→ **PARTS OF THE EXERCISE**
1. In the essay about Mother's Day, what had doctors told the writer's mother?
2. Condense the paragraph in the essay about Mother's Day that begins "So Mom suffered from missed expectations" into a short bulleted list that keeps its main facts.

→ **DOCUMENT EXTRACT**
- - - -

After my mother passed, a friend of hers told me that Mom hated Mother’s Day.
According to her friend, a woman of good character, one day when they were together Mom broke down crying, because she said every Mother’s Day she felt like a failure, “I hate Mother’s Day.” I suspect Mom’s reason was that I was so different (and, then, unhappy, i.e., clinically depressed) from what she expected.
She wanted her daughter to be making a good Christian family, with a husband, going to church every Sunday, and making her a grandmother.
I’m sure there was also a flag waving somewhere in this myth.
You see, I was her miracle. The doctors told her that she’d never have children. So Mom prayed for just one child, a little girl. I was the answer to that prayer, but I didn’t turn out she hoped or expected.
Here we get to religion. Specifically, America’s version of Christianity. Gender norms, so-called family values, sexual stereotypes, and cultural habits that have less to do with Incarnate Love than symbology, rituals, and cultural habits.
So Mom suffered from missed expectations about her only begotten, so much so that when I went through her stuff after her death, all my photos and baby pictures had been relegated to closet floors and a spare bedroom. She came to replace my photos in the living room and well-trafficked hospitality spaces (she was everybody’s best friend, and always had lots of dinners and get-togethers) with comforting pictures of her friends whose values were ”Christian.”
I’m certain all of this was a way to deal with her pain and disappointment with her perpetual student, sex worker daughter.
Her expectations were Christian crazy, not just in terms of Jesus and Company, but who we were and how I was raised. She confused her Jesus and her faith with a cultural heritage, and there was no way in hell that given our marginalized years and lives, I would end up buying an easy, comforting script. Being poor, marginalized, bullied, and sensitive, I saw through collective hypocrisy way too young.
Then there was Mom: a single working mother of singular strength and courage — a force of nature who really hated being that woman, because of her faith, and the stories she believed about that faith, again, mostly normative.
My role model was a force and a fury, a woman who wasn’t nurturing, but who got stuff done no matter what, and not through polite subservience.
She was a feminist by circumstance, not choice: she wanted a myth (read, mainstream Christian, stay at home Mom) but had to live a reality.
Because of that myth, she never saw the miracle of me that was right in front her — and she did better than she ever gave herself credit for.
It never occurred to her that my life was her prayed for miracle. My extraordinary journey of education, dealing with mental health issues, my spiritual pilgrimages, and the healing art of sex work have been filled with miracles galore.

- - - -

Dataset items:
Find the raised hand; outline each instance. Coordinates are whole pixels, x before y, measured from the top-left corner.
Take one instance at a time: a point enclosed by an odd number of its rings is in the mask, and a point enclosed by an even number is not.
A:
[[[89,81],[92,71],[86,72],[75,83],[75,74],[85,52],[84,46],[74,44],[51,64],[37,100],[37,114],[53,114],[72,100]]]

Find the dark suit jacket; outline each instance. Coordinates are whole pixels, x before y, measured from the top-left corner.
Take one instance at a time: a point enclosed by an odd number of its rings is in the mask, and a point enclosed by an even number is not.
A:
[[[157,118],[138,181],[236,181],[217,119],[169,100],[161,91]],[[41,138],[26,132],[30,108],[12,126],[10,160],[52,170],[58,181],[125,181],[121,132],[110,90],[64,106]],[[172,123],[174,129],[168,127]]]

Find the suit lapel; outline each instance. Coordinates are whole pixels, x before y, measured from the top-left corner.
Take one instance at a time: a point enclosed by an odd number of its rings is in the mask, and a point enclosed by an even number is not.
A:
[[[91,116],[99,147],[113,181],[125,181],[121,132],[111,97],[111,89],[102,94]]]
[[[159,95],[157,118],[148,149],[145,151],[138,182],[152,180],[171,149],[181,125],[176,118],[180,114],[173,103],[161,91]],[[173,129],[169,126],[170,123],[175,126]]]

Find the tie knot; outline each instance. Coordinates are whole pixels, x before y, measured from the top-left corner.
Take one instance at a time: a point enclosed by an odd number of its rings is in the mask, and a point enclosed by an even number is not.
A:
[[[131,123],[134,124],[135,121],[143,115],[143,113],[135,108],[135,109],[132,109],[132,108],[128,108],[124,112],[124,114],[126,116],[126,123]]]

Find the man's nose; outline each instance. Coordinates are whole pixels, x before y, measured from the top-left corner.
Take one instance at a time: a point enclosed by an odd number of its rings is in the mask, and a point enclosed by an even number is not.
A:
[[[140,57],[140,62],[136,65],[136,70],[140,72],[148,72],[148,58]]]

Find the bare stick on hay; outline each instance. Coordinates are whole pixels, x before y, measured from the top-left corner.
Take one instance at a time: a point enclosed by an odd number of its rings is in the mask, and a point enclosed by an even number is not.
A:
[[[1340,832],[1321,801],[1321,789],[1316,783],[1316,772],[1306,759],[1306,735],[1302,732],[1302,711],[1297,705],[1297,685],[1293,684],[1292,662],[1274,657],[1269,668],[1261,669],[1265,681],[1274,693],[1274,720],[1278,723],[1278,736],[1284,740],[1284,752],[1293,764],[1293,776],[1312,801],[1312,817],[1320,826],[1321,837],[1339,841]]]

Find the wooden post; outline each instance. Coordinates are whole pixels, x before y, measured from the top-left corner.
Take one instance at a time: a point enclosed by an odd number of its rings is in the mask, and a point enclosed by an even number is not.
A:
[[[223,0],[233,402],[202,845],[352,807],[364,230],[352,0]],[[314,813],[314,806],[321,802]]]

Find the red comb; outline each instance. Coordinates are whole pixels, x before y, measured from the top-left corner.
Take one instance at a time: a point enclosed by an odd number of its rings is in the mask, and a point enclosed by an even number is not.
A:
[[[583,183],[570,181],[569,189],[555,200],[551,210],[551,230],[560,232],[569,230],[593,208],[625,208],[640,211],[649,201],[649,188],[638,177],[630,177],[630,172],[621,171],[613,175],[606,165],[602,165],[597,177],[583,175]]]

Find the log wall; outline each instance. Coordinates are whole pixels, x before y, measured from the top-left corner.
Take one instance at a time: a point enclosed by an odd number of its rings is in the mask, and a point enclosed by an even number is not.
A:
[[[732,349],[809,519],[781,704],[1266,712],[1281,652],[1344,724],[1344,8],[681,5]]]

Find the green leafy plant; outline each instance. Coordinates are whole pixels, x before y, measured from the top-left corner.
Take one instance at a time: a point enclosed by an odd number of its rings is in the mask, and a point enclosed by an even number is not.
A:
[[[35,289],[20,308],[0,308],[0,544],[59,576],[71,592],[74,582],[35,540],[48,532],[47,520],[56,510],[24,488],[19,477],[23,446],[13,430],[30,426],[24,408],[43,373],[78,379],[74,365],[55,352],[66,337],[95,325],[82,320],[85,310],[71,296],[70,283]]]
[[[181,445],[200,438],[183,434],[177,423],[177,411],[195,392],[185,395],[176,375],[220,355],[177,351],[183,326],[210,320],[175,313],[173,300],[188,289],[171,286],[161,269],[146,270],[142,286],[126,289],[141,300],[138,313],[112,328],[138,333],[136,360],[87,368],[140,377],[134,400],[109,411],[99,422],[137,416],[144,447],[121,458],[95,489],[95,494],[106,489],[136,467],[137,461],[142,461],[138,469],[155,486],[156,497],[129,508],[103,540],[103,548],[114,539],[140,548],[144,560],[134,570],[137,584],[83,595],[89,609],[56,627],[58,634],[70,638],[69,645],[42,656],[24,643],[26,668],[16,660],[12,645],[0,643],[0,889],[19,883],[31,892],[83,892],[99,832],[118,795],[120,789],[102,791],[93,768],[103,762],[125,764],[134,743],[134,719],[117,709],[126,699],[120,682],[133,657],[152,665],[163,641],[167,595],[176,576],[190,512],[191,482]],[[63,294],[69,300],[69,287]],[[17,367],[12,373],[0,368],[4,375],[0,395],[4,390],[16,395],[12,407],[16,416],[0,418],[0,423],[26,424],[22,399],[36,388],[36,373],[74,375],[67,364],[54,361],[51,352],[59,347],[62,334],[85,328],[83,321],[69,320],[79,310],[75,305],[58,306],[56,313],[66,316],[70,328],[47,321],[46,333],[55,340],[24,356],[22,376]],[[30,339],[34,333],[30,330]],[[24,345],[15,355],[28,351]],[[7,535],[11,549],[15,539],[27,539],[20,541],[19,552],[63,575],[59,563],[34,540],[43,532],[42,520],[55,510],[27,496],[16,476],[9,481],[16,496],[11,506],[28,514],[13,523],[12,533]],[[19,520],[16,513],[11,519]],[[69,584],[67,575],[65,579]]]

- - - -

→ **PROBLEM SOLUTIONS**
1. They told her that she would never have children.

2.
- The mother suffered from missed expectations about her only child.
- After her death, the writer found all of the writer's photos and baby pictures relegated to closet floors and a spare bedroom.
- In the living room and other well-trafficked hospitality spaces, she had replaced them with pictures of friends whose values were "Christian."
- She was everybody's best friend and often hosted dinners and get-togethers.